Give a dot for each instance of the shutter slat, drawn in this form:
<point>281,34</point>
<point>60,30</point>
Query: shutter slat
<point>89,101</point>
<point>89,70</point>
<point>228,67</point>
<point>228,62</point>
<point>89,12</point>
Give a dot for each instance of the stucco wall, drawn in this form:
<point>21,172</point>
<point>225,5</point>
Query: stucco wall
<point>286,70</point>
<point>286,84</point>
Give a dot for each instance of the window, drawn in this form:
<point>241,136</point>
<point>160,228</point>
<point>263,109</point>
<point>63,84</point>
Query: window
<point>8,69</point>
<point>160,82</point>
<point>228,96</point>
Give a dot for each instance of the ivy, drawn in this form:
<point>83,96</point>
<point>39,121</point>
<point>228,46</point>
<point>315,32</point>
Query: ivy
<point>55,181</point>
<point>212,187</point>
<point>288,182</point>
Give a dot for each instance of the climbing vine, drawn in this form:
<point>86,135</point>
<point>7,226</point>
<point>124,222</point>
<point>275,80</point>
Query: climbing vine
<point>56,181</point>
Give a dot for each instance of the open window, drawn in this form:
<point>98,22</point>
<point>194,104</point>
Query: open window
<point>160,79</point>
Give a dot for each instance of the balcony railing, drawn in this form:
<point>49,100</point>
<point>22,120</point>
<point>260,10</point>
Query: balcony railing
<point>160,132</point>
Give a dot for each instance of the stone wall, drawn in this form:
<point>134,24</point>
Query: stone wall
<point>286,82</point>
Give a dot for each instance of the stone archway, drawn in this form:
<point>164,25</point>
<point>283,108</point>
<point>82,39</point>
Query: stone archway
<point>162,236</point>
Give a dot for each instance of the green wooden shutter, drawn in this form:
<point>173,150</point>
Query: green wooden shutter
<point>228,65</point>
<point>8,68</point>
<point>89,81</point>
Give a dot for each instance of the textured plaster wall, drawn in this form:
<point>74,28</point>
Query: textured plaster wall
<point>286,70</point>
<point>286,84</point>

----

**What this task involves**
Update all of the rows above by replacing "drawn in this form" with "written in this format" wherever it occurs. Leave every other part of the rows unchanged.

**Right answer**
Give a dot for each instance of the shutter slat, written in this format:
<point>281,34</point>
<point>60,30</point>
Query: shutter slat
<point>89,101</point>
<point>89,70</point>
<point>228,67</point>
<point>228,62</point>
<point>89,12</point>
Give a dot for each instance of the stucco wall, written in this format:
<point>21,172</point>
<point>225,5</point>
Query: stucco wall
<point>286,70</point>
<point>286,84</point>
Give a dot for each instance of the window, written in this format:
<point>241,136</point>
<point>160,228</point>
<point>263,109</point>
<point>63,84</point>
Query: window
<point>8,69</point>
<point>160,82</point>
<point>228,96</point>
Give a dot for each instance of the ivy, written in this format:
<point>83,96</point>
<point>39,121</point>
<point>228,46</point>
<point>315,32</point>
Query: ivy
<point>55,181</point>
<point>212,187</point>
<point>288,182</point>
Give a dot for each instance of the climbing vine, written in this format:
<point>86,135</point>
<point>7,226</point>
<point>124,222</point>
<point>275,80</point>
Query: climbing vine
<point>56,181</point>
Give a dot for each instance of the open window, written in this format:
<point>98,22</point>
<point>194,104</point>
Query: open window
<point>160,79</point>
Give a dot for each instance of the balcony railing, written in this format:
<point>49,100</point>
<point>22,120</point>
<point>260,10</point>
Query: balcony railing
<point>160,132</point>
Give a dot for each instance of the stone wall, written in this format:
<point>134,24</point>
Query: stone wall
<point>286,82</point>
Give a dot for each instance of the stone archway, written in this format:
<point>164,25</point>
<point>283,108</point>
<point>82,39</point>
Query: stone archway
<point>162,236</point>
Give a dot for each instance of the green wooden shutter, written in this format:
<point>173,150</point>
Query: green wooden shutter
<point>228,65</point>
<point>8,68</point>
<point>89,81</point>
Give a dot for each instance of the textured plaster wall, written in this format:
<point>74,28</point>
Query: textured plaster wall
<point>286,70</point>
<point>286,84</point>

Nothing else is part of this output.